Extrait du document —
● ● ● ●
Article publié le 29/10/2021 par Ariane Peters.

Helena, le fil d’Ariane pour accéder aux données de santé réputées inviolables ?

Ce 26/10, un article paru dans le journal Le Soir (PDF pour les non abonnés) a eu l’effet d’une bombe. Et pour cause, cet article dévoilait que, via Helena, il était « possible d’accéder à un dossier médical sans prouver son identité et sans lien thérapeutique avec un médecin ».

Alors que l’accès aux données de santé est réputé inviolable et nécessite une authentification via un accès sécurisé reconnu par l’État (eID ou Itsme), comment Helena, une des applications d’authentification et d’échange de données entre médecins et patients en Belgique, peut-elle présenter une telle faille de sécurité et ne pas respecter le RGPD, le règlement général de protection des données européen ?

Élément de réponse par l’auteur de cet article : « En 2019, Helena a réussi à obtenir un passe-droit historique de la part des autorités. A savoir : la possibilité de diminuer le niveau de sécurité exigé pour qu’un patient puisse accéder à son dossier (ou son certificat covid). Donc, sans eID ni Itsme. Et sans qu’à aucun moment son identité soit formellement certifiée par un agent de l’Etat, ni que son lien thérapeutique avec son généraliste soit établi. Il suffit d’un simple code envoyé par mail par un médecin (et une confirmation par SMS). Mieux : par extension, il aura aussi accès à ses données de pensions (MyPension) et son historique de rémunérations. »

Une solide faille de sécurité donnant accès à des données sensibles ayant été démontrée par plusieurs analystes, Medispring (coopérative de plus de 2200 médecins utilisateurs de ce logiciel médical) a déposé plainte devant l’Autorité de Protection des Données (APD), rejointe dans sa démarche par plusieurs médecins et un patient. Le « login Helena » a été retiré mardi de la liste des moyens d’authentification reconnus par l’État pour accéder à son dossier médical ou au portail MyPension.be.
● ● ● ●
Enregistrements de données —
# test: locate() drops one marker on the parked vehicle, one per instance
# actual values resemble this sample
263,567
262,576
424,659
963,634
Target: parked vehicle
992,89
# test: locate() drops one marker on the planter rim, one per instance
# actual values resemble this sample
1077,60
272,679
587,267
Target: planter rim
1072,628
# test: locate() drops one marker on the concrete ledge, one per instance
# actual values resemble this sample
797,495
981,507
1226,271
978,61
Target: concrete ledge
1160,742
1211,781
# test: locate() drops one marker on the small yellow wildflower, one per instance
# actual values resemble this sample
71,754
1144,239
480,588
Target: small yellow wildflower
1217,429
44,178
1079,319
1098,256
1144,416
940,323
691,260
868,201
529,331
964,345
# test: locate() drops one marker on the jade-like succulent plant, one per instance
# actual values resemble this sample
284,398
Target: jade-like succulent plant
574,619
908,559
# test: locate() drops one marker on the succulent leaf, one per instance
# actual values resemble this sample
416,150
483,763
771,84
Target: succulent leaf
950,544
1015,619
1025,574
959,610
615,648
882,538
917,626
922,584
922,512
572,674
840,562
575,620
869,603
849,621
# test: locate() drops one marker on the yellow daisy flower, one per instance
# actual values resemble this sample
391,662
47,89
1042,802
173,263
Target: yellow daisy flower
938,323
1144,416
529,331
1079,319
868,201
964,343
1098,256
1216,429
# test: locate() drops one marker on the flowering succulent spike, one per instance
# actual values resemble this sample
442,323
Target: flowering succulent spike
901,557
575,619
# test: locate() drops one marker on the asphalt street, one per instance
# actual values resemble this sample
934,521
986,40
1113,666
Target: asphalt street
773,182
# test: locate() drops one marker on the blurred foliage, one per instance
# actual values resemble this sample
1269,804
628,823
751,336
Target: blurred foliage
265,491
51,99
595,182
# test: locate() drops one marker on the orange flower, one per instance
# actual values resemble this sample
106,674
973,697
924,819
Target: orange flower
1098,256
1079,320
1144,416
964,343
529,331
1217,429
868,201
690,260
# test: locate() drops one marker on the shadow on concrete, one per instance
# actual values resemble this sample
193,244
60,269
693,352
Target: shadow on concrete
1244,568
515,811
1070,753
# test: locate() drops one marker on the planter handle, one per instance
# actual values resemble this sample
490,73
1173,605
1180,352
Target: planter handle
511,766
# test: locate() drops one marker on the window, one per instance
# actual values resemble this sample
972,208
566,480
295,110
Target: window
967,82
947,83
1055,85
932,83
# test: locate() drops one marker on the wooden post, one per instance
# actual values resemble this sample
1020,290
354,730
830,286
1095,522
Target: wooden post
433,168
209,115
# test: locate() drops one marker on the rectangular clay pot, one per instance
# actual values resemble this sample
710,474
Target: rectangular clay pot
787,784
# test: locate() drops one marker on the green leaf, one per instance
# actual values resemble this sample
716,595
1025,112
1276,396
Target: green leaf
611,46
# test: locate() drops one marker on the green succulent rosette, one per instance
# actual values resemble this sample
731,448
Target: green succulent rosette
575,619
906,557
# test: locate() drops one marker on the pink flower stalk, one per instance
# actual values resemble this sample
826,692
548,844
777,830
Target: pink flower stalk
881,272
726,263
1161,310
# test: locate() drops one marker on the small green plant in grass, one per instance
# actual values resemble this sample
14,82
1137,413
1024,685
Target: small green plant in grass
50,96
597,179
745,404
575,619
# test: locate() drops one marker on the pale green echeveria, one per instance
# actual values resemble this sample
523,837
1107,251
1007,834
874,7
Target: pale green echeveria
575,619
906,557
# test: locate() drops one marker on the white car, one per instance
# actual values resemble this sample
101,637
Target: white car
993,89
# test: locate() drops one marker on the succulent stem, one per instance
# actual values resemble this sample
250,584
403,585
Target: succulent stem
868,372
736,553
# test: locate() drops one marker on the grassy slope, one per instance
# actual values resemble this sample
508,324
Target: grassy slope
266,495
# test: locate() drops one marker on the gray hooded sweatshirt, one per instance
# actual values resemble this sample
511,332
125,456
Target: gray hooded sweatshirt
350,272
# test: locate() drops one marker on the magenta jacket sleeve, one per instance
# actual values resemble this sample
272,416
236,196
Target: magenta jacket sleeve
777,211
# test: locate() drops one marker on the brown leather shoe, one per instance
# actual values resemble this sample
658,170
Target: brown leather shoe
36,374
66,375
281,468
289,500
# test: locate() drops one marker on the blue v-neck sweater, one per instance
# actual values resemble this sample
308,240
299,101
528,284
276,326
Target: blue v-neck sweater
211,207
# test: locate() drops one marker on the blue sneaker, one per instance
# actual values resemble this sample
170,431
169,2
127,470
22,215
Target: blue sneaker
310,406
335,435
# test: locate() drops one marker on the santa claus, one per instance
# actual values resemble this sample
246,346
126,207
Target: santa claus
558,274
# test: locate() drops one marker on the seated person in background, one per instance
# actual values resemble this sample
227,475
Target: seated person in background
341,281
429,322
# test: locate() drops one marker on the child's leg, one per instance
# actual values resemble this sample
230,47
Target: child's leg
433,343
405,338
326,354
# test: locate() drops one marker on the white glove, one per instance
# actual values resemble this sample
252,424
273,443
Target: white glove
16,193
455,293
● ● ● ●
Questions —
**1)** Répondez aux questions suivantes d'après l'article sur Helena :
(a) En quelle année Helena a-t-elle obtenu un passe-droit des autorités, selon l'auteur cité ?
(b) Combien de médecins la coopérative Medispring compte-t-elle ?
(c) Devant quelle autorité Medispring a-t-elle déposé plainte ?
**2)** Renvoyez le passage de l'article sur Helena commençant par « Article publié le » et se terminant par « données européen ? ».

Réponses —
**1)**
(a) En 2019.
(b) Plus de 2200 médecins utilisateurs de ce logiciel médical.
(c) Devant l'Autorité de Protection des Données (APD).

**2)**
Article publié le 29/10/2021 par Ariane Peters.

Helena, le fil d’Ariane pour accéder aux données de santé réputées inviolables ?

Ce 26/10, un article paru dans le journal Le Soir (PDF pour les non abonnés) a eu l’effet d’une bombe. Et pour cause, cet article dévoilait que, via Helena, il était « possible d’accéder à un dossier médical sans prouver son identité et sans lien thérapeutique avec un médecin ».

Alors que l’accès aux données de santé est réputé inviolable et nécessite une authentification via un accès sécurisé reconnu par l’État (eID ou Itsme), comment Helena, une des applications d’authentification et d’échange de données entre médecins et patients en Belgique, peut-elle présenter une telle faille de sécurité et ne pas respecter le RGPD, le règlement général de protection des données européen ?